### Metin Alıntısı
↓
25 Ağustos 2010 Çarşamba

çiçekci kız, aastayım ona:))))


sana çiçek almayacağım, daha çok beklersin... seni istemeye geldiğimizde bile elimde çiçek olmayacak... sevgililer gününde patates püresinden kalp yapmayacağım hiç...kimselerin olmadığı bir sahilde kısa bacaklı üstü külle kaplanmış bir masanın üzerinde şarap içmeyeceğiz...ben böyle bi adamım beni böyle kabul edersen böyle edeceksin değiştirmeye çalışmayacak benden yapamayacağım şeylerin beklentisi içine girmeyeceksin... belki o mavi iri güzel gözlü çingene kızı yanımıza geldiğinde ondan çiçek alacağım ama çiçek almış olmak için değil onun gözlerinin hatırına...

canlı çiçak alacağım pembe menekşe mesela, almak gerektiği zaman, yada kafama estikçe...duvara asıp kurutmak yerine sulayıp yaşat diye, o yaşadıkça aşkımız yaşasın diye...
↑
### Liste
↓
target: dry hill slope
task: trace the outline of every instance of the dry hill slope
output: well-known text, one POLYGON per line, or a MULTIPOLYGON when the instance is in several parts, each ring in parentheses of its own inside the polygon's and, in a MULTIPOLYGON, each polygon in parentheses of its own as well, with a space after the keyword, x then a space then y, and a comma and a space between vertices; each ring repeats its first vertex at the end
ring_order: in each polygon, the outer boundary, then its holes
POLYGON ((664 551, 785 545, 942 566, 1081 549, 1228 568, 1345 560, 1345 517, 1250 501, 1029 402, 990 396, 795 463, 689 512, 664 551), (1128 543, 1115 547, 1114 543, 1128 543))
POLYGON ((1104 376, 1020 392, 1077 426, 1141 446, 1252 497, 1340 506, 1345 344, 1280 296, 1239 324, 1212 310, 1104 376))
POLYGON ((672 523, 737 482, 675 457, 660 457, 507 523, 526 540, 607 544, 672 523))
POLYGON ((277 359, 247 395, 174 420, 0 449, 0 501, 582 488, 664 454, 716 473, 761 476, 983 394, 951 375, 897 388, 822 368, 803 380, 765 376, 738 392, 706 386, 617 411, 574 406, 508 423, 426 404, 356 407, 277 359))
↑
### Alıştırma Koşulları
(1) Yukarıdaki listede yer alan satırların tamamını, hiçbir değişiklik yapmadan yeniden yazınız.
(2) Çiçek ve aşk üzerine kaleme alınmış yazının bir sonraki bölümünü, metnin son cümlesinden sonra başlayarak yazınız.

### Sıralı Çıktılar
(1)
target: dry hill slope
task: trace the outline of every instance of the dry hill slope
output: well-known text, one POLYGON per line, or a MULTIPOLYGON when the instance is in several parts, each ring in parentheses of its own inside the polygon's and, in a MULTIPOLYGON, each polygon in parentheses of its own as well, with a space after the keyword, x then a space then y, and a comma and a space between vertices; each ring repeats its first vertex at the end
ring_order: in each polygon, the outer boundary, then its holes
POLYGON ((664 551, 785 545, 942 566, 1081 549, 1228 568, 1345 560, 1345 517, 1250 501, 1029 402, 990 396, 795 463, 689 512, 664 551), (1128 543, 1115 547, 1114 543, 1128 543))
POLYGON ((1104 376, 1020 392, 1077 426, 1141 446, 1252 497, 1340 506, 1345 344, 1280 296, 1239 324, 1212 310, 1104 376))
POLYGON ((672 523, 737 482, 675 457, 660 457, 507 523, 526 540, 607 544, 672 523))
POLYGON ((277 359, 247 395, 174 420, 0 449, 0 501, 582 488, 664 454, 716 473, 761 476, 983 394, 951 375, 897 388, 822 368, 803 380, 765 376, 738 392, 706 386, 617 411, 574 406, 508 423, 426 404, 356 407, 277 359))

(2)
ölü çiçek almayacağım sana hiç... çünkü çiçek kültürü erkeklerin sahtekarlık kültürüne dönüştü diye... erkek evlenmeden önce çiçek alıyorsa daha hala kafalayamamıştır kızı...ki sahte kibarlıklar peşindedir hala... kadın evlenmeden önce restaurantta sandalyesini çeken kibar adamın evlendikten sonra nasıl bir hanzoya dönüştüğünün şaşkınlığını atmakta zorlanır başta... evlendikten sonra bir adam çiçek alıyorsa yüzde doksan bir kabahati vardır, vijdan azabı duyduğu... kibar adamdan eser kalmamıştır zira bayram değildir seyran değildir kocam bana neden çiçek aldı der kadın...

kadınlar çiçek sahtekarlıktır bu kadar önem vermeyin, bir çiçeğe kanmayın... biliyorum çok seviyorsunuz çiçeği ozaman çiçek yetiştirin, yada evlilik yıl dönümünüzde çiçek yerine kocanızdan bir fidan isteyin tema vakfına sizin adınıza bağışlasın...

çiçekçiler açmı kalsın, kalmasın tabiki onlarda fidan işine girsinler, hem beni kim takar yahuuu çiçekçilerin ekmeğiyle oynamak kim ben kim beni kim takar... eeee neden yazıyorum bunları: içimde birikenleri dışa vurmak için, bakmayın böyle yazdıklarıma içimden döktüklerim sadece yazdıklarım değil sizin göremediğiniz şeyler var.
yazarken tadilat yapıyorum kendime,
kimi dökülen sıvalarıma alçı çekiyorum
kimi duvarlarıma badana
kimi menteşelerime yağ döküyorum ses çıkarmasın diye
kimi çeşmelerimin contalarını değiştiriyorum
kimi eksik tahtalarımın yerine parçalar koyup çivi ile çakıyorum

kimi çiçekçilere sardırıyorum ama amacım bağcıyıdövmek üzüm yemek değil...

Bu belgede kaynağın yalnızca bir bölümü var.